Format the data below as a JSON list of strings, one string per line and no entries for blank lines. Leave the pictures out.

>> Start

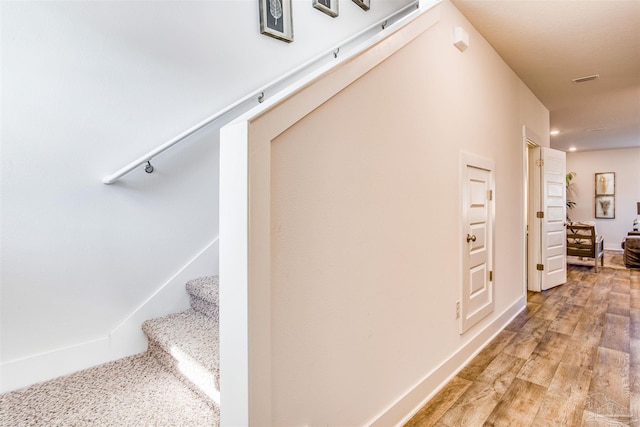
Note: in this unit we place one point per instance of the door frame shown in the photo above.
(529, 240)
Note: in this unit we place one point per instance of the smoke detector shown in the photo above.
(586, 78)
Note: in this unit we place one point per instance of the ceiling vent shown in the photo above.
(586, 78)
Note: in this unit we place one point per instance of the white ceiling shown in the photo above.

>> End

Reply to the task:
[
  "Note: in this unit we place one point per instance of the door frame shown in the photo above.",
  "(529, 240)",
  "Note: in this unit we place one point per instance of the smoke detector shown in the photo above.",
  "(586, 78)",
  "Note: in this unit we place one point per instance of the ceiling vent shown in the photo above.",
  "(586, 78)",
  "Note: in this unit we place one point per instance of the white ceiling shown in the photo above."
]